__Data shown__.
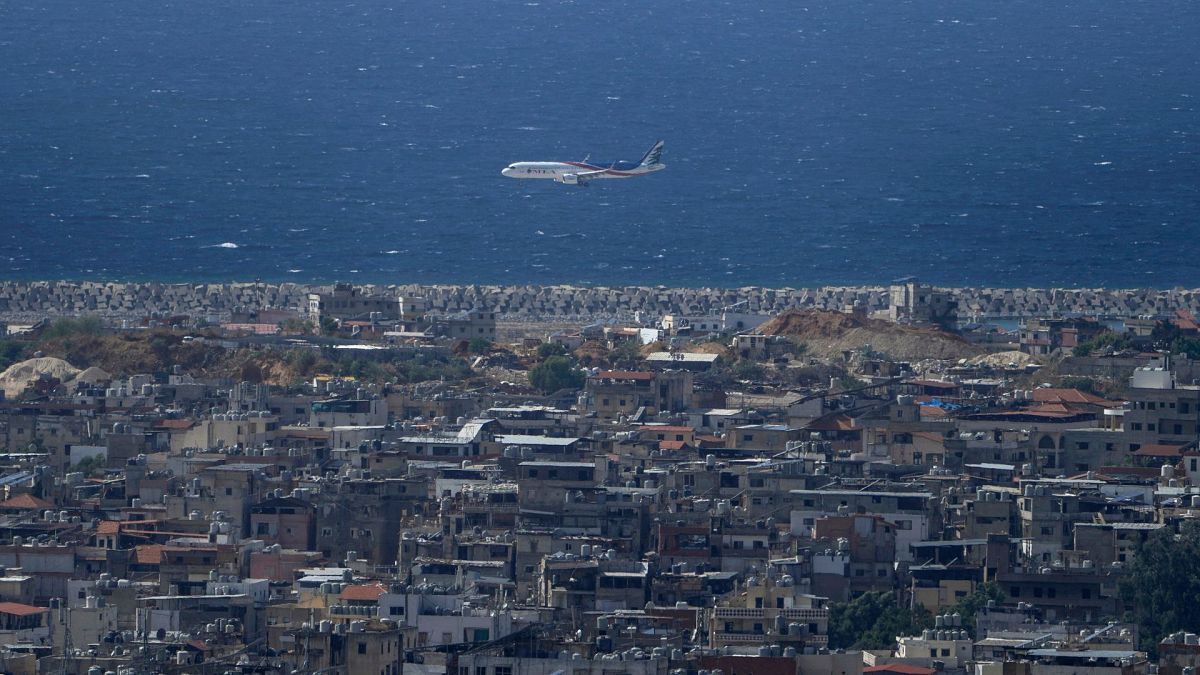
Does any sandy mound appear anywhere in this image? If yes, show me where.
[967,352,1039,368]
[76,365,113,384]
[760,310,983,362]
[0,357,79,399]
---
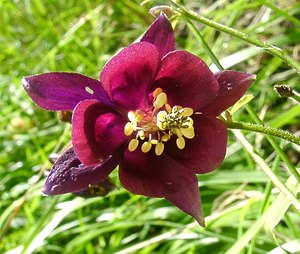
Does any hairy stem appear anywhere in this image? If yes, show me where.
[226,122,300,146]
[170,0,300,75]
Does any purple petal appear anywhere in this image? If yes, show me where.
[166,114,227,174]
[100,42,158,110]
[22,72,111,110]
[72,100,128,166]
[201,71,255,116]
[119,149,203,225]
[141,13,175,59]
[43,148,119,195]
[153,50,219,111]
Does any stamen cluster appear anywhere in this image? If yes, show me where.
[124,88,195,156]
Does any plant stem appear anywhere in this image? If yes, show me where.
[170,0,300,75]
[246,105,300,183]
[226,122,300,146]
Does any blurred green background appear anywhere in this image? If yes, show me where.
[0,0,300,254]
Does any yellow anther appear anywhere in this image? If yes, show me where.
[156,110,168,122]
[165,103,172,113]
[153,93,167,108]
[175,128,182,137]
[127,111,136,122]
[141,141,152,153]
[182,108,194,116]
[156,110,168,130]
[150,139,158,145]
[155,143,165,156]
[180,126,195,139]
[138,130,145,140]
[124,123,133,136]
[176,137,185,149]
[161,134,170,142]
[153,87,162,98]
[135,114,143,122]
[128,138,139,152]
* * *
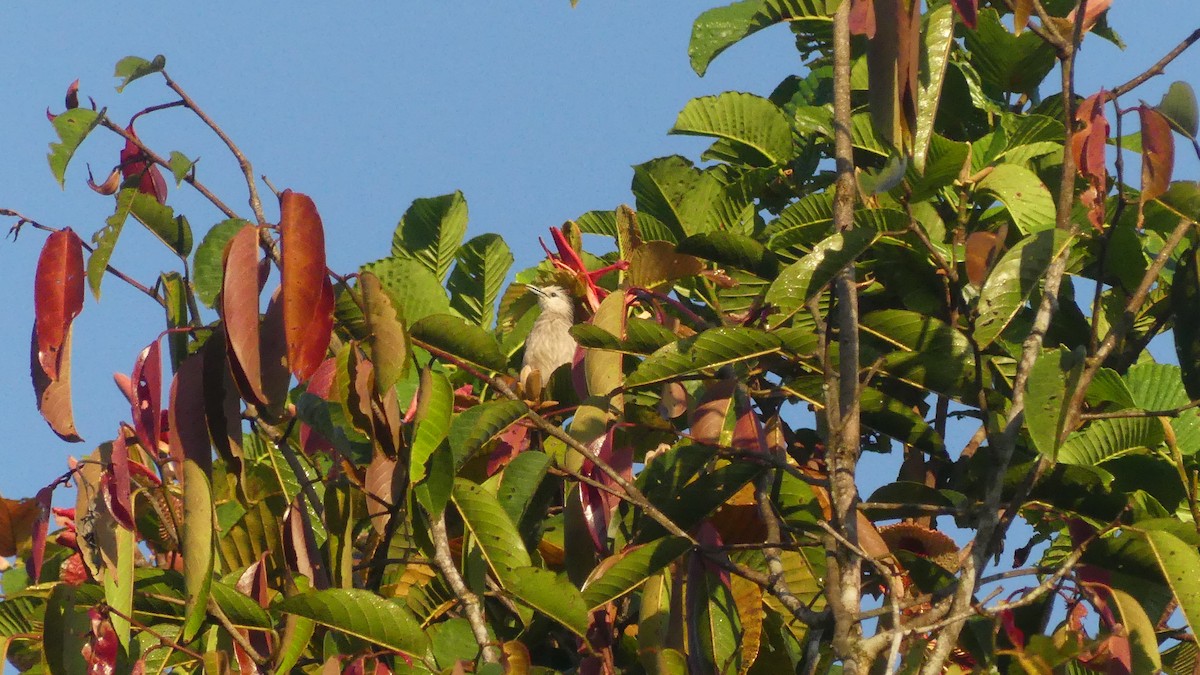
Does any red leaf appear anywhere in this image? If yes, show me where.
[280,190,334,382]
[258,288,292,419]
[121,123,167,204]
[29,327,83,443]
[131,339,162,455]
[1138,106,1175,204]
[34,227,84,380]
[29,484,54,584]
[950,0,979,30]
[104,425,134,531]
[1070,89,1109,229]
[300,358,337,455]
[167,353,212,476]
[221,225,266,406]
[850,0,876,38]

__Written instruction__.
Copy the records exactly as they appear, starting at the line that contains "Does any plant" and ending with the line that contains "[0,0,300,254]", both lines included.

__Written reply__.
Does any plant stem appear anywhere in this image? If yes, show me where.
[170,0,300,75]
[246,105,300,183]
[226,122,300,146]
Does any blurred green background appear anywhere in this image? If yes, show me where.
[0,0,300,254]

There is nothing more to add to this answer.